GOALS:
a: Could you rewrite the passage on the August 1969 riots, beginning at the words "During 12–17 August" and stopping after "Protestant police force.", with "Royal Ulster Constabulary" substituted by "Ulster police service"?
b: What are the titles of all the books cited as sources in the passage on the August 1969 riots?

SUPPLIED PASSAGE:
┌──
During 12–17 August 1969, Northern Ireland was rocked by intense political and sectarian rioting. There had been sporadic violence throughout the year arising from the civil rights campaign, which was demanding an end to discrimination against Irish Catholics. Civil rights marches were repeatedly attacked by both Ulster Protestant loyalists and by the Royal Ulster Constabulary (RUC), a unionist and largely Protestant police force.
The disorder led to the Battle of the Bogside in Derry, a three-day riot in the Bogside district between the RUC and the nationalist/Catholic residents. In support of the Bogsiders, nationalists and Catholics launched protests elsewhere in Northern Ireland. Some of these led to attacks by loyalists working alongside the police. The most bloody rioting was in Belfast, where seven people were killed and hundreds more wounded. Scores of houses, most of them owned by Catholics, as well as businesses and factories were burned-out. In addition, thousands of mostly Catholic families were driven from their homes. In certain areas, the RUC helped the loyalists and failed to protect Catholic areas. Events in Belfast have been viewed by some as a pogrom against the Catholic and nationalist minority.〔Fields, Rona M. ''Northern Ireland: Society Under Siege''. Transaction Publishers, 1977. p.19〕〔Tonge, Jonathan. ''Northern Ireland: Conflict and Change''. 2002. p.39〕〔Shanahan, Timothy. ''The Provisional IRA and the morality of terrorism''. Edinburgh University Press, 2009. p.13〕
The British Army was deployed to restore order and state control and peace lines began to be built to separate the two sides. The events of August 1969 are widely seen as the beginning of the thirty-year conflict known as the Troubles.
└──
EXCERPTED RECORDS:
┌──
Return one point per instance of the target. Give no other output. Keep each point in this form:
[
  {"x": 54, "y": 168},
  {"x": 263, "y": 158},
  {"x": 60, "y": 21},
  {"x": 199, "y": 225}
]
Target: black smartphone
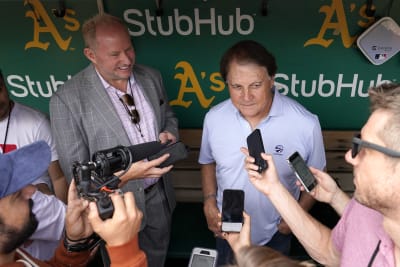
[
  {"x": 302, "y": 171},
  {"x": 232, "y": 210},
  {"x": 203, "y": 257},
  {"x": 256, "y": 147}
]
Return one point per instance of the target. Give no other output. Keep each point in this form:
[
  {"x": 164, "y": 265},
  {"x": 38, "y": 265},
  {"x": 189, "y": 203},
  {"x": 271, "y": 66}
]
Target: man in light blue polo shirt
[{"x": 286, "y": 126}]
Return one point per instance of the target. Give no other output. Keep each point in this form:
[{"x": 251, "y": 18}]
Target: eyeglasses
[
  {"x": 128, "y": 101},
  {"x": 358, "y": 144},
  {"x": 252, "y": 86}
]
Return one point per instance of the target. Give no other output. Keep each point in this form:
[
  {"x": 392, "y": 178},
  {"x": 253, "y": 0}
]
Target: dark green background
[{"x": 284, "y": 31}]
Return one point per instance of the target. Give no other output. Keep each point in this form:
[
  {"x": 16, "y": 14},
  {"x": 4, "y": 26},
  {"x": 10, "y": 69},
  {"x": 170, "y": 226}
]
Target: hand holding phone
[
  {"x": 203, "y": 257},
  {"x": 302, "y": 171},
  {"x": 232, "y": 210},
  {"x": 256, "y": 147}
]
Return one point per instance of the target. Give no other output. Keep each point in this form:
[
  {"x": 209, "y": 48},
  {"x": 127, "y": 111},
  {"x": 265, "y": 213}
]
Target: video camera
[{"x": 95, "y": 179}]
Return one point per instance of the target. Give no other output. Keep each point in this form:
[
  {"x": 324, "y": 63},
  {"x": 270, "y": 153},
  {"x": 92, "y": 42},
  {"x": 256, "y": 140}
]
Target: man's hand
[
  {"x": 213, "y": 216},
  {"x": 143, "y": 168},
  {"x": 242, "y": 239},
  {"x": 77, "y": 225},
  {"x": 326, "y": 187},
  {"x": 124, "y": 224},
  {"x": 265, "y": 181}
]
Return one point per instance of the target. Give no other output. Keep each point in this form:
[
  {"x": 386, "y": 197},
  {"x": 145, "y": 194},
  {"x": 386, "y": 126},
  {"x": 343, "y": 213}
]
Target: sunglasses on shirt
[{"x": 128, "y": 101}]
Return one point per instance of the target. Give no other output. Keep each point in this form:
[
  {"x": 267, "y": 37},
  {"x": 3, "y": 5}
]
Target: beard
[{"x": 13, "y": 237}]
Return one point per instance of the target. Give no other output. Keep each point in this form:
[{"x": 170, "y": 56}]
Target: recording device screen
[
  {"x": 202, "y": 261},
  {"x": 302, "y": 171},
  {"x": 232, "y": 210}
]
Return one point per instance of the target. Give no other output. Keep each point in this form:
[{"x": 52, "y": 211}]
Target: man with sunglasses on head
[
  {"x": 112, "y": 102},
  {"x": 368, "y": 232}
]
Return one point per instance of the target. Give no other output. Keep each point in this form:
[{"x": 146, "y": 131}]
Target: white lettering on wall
[
  {"x": 140, "y": 23},
  {"x": 23, "y": 86},
  {"x": 341, "y": 87}
]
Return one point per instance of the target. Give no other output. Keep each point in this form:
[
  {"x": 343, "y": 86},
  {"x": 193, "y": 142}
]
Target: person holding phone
[
  {"x": 255, "y": 103},
  {"x": 19, "y": 168},
  {"x": 116, "y": 101},
  {"x": 368, "y": 232}
]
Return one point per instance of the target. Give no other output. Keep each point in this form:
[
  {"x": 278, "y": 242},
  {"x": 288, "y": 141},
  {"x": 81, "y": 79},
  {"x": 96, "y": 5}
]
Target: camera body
[{"x": 95, "y": 179}]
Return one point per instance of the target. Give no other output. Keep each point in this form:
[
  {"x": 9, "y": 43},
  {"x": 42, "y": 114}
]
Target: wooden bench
[{"x": 187, "y": 177}]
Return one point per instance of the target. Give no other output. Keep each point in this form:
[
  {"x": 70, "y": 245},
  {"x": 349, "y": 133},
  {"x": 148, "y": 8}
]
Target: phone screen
[
  {"x": 302, "y": 171},
  {"x": 232, "y": 210},
  {"x": 203, "y": 257},
  {"x": 256, "y": 147},
  {"x": 199, "y": 260}
]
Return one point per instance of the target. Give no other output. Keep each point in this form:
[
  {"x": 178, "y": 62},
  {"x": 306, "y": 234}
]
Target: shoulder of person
[
  {"x": 145, "y": 70},
  {"x": 25, "y": 112}
]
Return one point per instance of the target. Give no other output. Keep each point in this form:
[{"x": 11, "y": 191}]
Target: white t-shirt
[{"x": 26, "y": 126}]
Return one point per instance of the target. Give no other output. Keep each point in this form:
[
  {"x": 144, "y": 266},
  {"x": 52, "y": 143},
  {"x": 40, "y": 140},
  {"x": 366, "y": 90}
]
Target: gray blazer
[{"x": 83, "y": 121}]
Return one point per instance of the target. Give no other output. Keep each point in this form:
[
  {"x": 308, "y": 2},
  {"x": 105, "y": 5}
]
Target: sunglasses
[
  {"x": 128, "y": 101},
  {"x": 358, "y": 144}
]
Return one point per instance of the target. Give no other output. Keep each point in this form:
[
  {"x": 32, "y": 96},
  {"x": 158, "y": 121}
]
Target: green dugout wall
[{"x": 314, "y": 43}]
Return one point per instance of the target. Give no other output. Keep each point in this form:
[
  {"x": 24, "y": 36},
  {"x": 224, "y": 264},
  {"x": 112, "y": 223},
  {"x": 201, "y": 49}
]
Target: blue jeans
[{"x": 279, "y": 242}]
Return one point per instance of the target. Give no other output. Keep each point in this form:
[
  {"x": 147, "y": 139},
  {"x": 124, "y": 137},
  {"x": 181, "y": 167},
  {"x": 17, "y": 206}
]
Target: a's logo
[
  {"x": 191, "y": 85},
  {"x": 43, "y": 24},
  {"x": 278, "y": 149},
  {"x": 335, "y": 20}
]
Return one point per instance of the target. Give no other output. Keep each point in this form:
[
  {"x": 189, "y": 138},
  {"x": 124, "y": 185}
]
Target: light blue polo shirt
[{"x": 288, "y": 127}]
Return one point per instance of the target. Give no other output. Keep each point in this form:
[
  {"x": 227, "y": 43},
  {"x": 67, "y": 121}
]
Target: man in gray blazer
[{"x": 114, "y": 102}]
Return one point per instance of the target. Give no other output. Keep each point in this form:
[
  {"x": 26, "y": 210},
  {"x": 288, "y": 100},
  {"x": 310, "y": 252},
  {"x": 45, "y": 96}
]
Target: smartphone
[
  {"x": 256, "y": 147},
  {"x": 232, "y": 210},
  {"x": 302, "y": 171},
  {"x": 203, "y": 257}
]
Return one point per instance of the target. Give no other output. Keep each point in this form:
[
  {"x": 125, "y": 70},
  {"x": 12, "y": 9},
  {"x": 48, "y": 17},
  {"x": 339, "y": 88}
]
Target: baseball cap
[{"x": 23, "y": 166}]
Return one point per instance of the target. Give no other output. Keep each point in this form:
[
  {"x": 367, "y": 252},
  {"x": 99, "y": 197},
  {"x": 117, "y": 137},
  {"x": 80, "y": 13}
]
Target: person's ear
[{"x": 89, "y": 53}]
└──
TASK-BY-TASK OUTPUTS:
a:
During 12–17 August 1969, Northern Ireland was rocked by intense political and sectarian rioting. There had been sporadic violence throughout the year arising from the civil rights campaign, which was demanding an end to discrimination against Irish Catholics. Civil rights marches were repeatedly attacked by both Ulster Protestant loyalists and by the Ulster police service (RUC), a unionist and largely Protestant police force.

b:
- Northern Ireland: Society Under Siege
- Northern Ireland: Conflict and Change
- The Provisional IRA and the morality of terrorism